● **PASSAGE**

((

Healthcare, Counseling, and Wellness

Your health and well-being are paramount, above any and all course deliverables. There is a wide range of support services on campus to ensure your success, and I encourage you to reach out to resources as appropriate.

University Health and Counseling Services
Find@Northeastern - 24/7 Mental Health Support
WeCare
Support Groups and Workshops


Title IX

  • Title IX of the Education Amendments of 1972 protects individuals from sex or gender-based discrimination, including discrimination based on gender-identity, in educational programs and activities that receive federal financial assistance. Northeastern’s Title IX Policy prohibits Prohibited Offenses, which are defined as sexual harassment, sexual assault, relationship or domestic violence, and stalking. The Title IX Policy applies to the entire community, including students, faculty and staff of all genders.
  • If you or someone you know has been a survivor of a Prohibited Offense, confidential support and guidance can be found through University Health and Counseling Services staff and the Center for Spiritual Dialogue and Service clergy members. By law, those employees are not required to report allegations of sex or gender-based discrimination to the University.

))

● **MATERIAL PROVIDED**
((

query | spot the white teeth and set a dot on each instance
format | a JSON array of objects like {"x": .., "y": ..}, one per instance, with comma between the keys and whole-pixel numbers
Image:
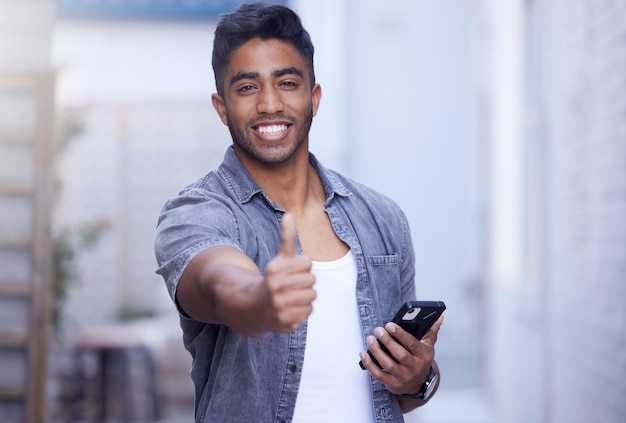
[{"x": 272, "y": 129}]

))

● **WORK TO COMPLETE**
Extend the passage above on campus health services and Title IX, starting after its final sentence.

● **ANSWER TO THE PROBLEM**
  • Alleged violations can be reported non-confidentially to the Title IX Coordinator within The Office for University Equity and Compliance by filling out the online Discrimination Complaint Form, emailing the OUEC (less secure) at: titleix@northeastern.edu and/or through NUPD (Emergency 617.373.3333; Non-Emergency 617.373.2121). Reporting Prohibited Offenses to NUPD does NOT commit the victim/affected party to future legal action.
  • Faculty members are considered “responsible employees” at Northeastern University, meaning they are required to report all allegations of sex or gender-based discrimination to the Title IX Coordinator. In case of an emergency, please call 911. Please visit the Title IX webpage for a complete list of reporting options and resources both on-campus and off-campus.


Disability Resources

Students with disabilities who wish to receive academic services and/or accommodations should visit the Disability Resource Center at 20 Dodge Hall, or call 617.373.2675. If you have not already done so, please provide your letter from the DRC to your instructor early in the semester so that they can arrange those accommodations.